Exercise material>
----------------

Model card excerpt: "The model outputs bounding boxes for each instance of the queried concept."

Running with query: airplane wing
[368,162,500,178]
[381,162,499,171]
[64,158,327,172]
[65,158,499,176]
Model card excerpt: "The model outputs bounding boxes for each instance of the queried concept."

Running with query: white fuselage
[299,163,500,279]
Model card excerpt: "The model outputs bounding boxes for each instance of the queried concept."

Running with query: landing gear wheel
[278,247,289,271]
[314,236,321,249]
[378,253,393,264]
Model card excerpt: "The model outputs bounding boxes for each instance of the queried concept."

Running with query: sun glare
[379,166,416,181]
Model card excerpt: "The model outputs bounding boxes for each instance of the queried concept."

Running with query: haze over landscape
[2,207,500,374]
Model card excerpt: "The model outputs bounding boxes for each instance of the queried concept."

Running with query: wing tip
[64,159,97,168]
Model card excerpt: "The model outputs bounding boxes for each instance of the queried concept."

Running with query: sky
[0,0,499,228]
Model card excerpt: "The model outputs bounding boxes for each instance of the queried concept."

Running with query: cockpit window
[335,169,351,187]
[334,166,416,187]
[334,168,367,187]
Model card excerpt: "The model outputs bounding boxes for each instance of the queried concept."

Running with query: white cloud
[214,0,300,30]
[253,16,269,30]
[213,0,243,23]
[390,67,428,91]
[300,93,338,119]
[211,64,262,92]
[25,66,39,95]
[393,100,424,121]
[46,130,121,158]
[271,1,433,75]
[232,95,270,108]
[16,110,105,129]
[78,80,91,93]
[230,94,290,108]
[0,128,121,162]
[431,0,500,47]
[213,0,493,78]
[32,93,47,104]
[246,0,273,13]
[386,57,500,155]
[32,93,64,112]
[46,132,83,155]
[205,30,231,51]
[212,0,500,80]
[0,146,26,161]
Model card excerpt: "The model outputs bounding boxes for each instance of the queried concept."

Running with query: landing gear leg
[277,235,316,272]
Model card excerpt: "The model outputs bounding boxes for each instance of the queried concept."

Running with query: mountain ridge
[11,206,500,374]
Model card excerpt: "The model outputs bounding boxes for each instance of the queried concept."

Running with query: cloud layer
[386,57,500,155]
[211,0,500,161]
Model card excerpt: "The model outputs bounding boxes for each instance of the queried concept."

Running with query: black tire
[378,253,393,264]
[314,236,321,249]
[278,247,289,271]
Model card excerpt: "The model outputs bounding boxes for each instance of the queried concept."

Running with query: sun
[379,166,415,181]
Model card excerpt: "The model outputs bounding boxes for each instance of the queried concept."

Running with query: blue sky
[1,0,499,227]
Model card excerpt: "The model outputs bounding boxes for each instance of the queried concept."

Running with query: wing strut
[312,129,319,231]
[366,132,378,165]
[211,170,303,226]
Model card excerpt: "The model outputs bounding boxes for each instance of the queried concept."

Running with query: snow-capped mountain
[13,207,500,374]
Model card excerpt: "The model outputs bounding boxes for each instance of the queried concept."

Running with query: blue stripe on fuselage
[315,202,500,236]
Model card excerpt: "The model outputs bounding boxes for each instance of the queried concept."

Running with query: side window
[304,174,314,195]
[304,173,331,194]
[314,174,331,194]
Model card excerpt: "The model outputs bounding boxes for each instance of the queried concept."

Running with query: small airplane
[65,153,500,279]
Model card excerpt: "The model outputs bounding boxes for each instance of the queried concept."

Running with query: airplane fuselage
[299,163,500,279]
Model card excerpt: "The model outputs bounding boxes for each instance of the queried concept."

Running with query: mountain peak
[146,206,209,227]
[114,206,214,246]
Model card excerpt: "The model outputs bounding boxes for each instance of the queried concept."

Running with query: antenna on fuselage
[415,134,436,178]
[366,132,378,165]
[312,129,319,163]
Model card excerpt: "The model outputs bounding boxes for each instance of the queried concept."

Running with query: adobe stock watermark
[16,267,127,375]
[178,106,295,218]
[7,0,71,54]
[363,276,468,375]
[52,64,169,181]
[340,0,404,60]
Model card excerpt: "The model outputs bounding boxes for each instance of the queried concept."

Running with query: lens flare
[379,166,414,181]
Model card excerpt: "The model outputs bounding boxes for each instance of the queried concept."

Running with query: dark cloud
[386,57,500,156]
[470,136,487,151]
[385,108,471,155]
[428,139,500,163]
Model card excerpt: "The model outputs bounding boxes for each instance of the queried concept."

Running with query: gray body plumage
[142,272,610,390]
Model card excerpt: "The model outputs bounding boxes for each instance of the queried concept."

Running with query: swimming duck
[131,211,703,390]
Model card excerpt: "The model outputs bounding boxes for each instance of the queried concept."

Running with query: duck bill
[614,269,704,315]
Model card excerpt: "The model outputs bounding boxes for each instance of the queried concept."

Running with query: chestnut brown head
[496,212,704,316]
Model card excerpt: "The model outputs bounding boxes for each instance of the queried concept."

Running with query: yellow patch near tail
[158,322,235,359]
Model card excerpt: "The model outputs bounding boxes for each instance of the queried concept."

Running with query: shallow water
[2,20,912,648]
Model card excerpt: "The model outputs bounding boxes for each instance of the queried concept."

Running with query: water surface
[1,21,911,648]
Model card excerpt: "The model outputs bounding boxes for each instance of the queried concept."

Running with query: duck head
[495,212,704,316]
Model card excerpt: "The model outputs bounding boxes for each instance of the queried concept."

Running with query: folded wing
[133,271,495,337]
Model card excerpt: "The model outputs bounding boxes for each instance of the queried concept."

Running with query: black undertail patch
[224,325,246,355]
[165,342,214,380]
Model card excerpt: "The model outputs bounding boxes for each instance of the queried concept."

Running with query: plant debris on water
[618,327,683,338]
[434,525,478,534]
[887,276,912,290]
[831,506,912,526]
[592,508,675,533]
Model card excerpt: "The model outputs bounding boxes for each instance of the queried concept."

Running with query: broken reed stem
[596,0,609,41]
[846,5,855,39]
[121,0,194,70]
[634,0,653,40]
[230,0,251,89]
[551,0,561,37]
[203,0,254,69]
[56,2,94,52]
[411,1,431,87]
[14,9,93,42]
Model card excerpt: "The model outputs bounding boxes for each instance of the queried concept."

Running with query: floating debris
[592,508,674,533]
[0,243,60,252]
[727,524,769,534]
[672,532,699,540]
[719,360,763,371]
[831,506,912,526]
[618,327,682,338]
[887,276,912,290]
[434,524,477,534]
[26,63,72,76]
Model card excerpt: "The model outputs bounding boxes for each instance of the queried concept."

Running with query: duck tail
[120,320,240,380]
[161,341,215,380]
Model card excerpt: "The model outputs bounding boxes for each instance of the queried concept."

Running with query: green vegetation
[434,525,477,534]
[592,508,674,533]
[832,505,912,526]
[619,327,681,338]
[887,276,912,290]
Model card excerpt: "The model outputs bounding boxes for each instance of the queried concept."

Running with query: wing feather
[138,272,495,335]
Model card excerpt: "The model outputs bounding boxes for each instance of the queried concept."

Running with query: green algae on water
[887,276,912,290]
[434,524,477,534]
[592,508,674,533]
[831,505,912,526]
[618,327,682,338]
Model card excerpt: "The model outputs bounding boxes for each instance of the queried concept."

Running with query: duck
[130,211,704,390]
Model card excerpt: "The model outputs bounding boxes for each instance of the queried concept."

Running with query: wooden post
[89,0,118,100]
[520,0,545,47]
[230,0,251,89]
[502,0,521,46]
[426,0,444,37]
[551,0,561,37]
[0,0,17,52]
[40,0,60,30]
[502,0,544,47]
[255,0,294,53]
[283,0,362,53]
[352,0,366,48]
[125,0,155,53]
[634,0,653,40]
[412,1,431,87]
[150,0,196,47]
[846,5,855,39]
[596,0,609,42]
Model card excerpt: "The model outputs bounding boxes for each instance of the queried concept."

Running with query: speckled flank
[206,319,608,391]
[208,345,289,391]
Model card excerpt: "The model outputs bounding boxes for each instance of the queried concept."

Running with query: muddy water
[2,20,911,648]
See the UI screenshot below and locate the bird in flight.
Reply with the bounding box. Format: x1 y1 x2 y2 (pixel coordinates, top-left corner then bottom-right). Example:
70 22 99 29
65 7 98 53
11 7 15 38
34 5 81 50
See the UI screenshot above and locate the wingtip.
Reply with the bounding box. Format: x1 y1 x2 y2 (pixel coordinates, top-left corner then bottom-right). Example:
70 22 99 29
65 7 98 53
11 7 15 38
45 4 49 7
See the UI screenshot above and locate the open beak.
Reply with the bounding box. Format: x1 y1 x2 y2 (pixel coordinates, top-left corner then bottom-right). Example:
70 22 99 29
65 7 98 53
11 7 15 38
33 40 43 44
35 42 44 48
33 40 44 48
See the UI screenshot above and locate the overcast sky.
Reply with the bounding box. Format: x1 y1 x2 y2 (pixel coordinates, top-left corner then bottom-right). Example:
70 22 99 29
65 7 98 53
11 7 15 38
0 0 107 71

----------------

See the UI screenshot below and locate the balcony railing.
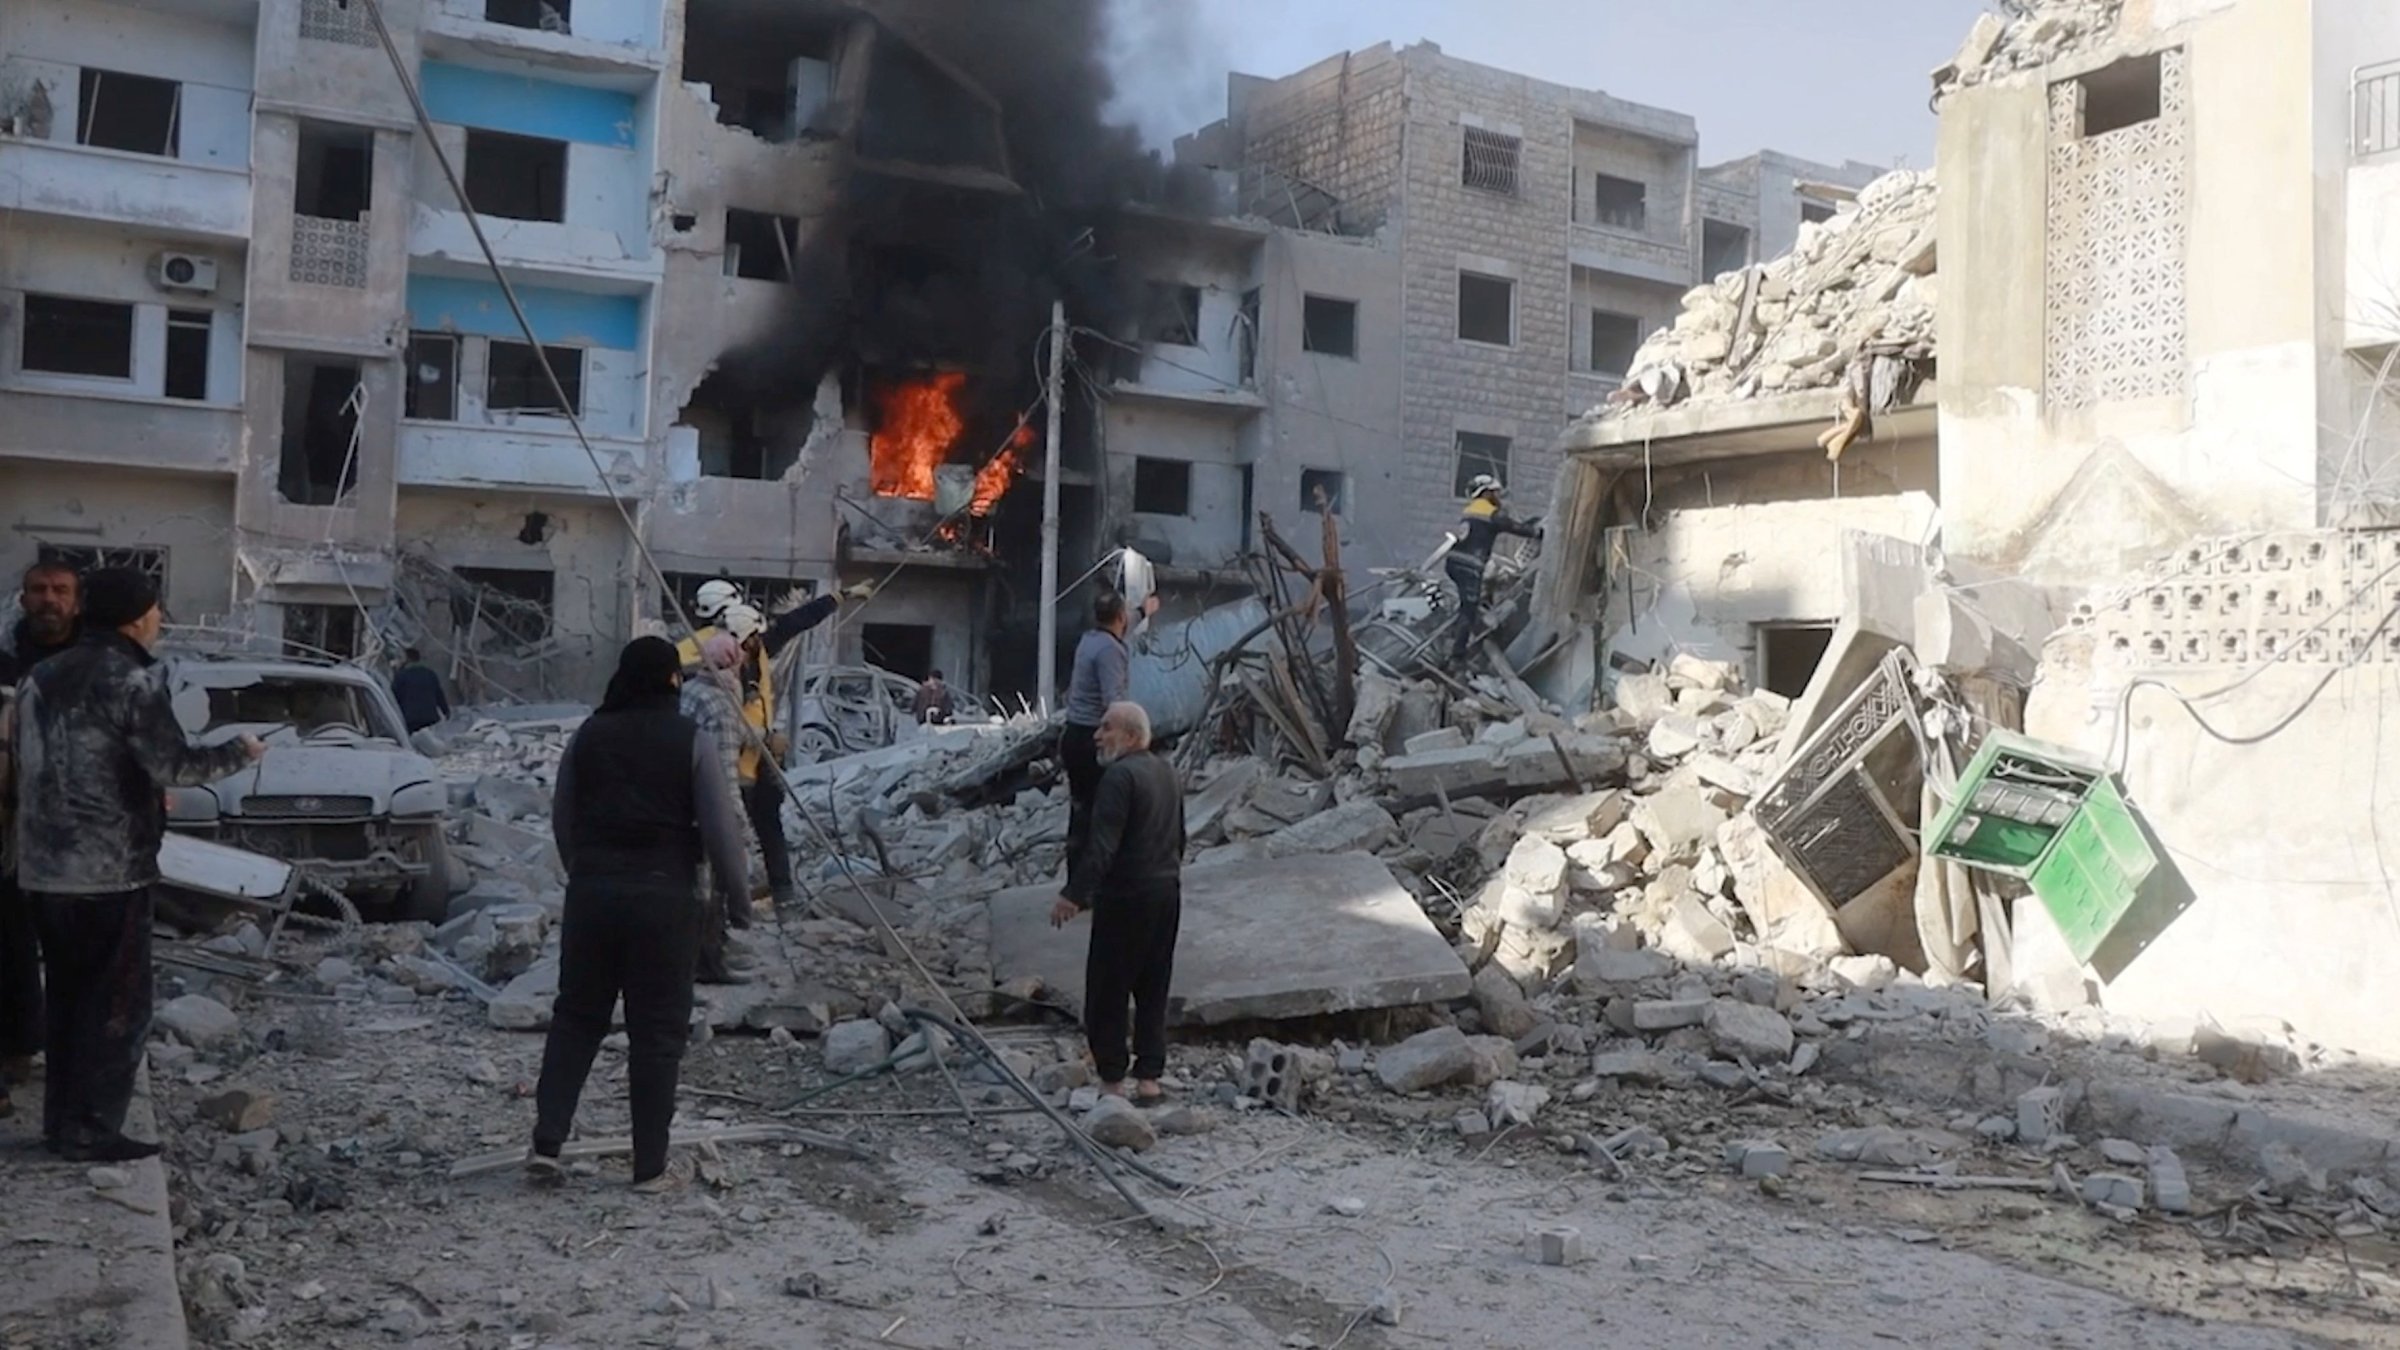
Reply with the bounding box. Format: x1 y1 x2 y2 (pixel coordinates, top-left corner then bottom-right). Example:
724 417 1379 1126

----------------

Check the entries above for the word "below" and copy every line where it turns up.

See the UI screenshot below and locate the bird in flight.
See the UI screenshot below and locate the balcony railing.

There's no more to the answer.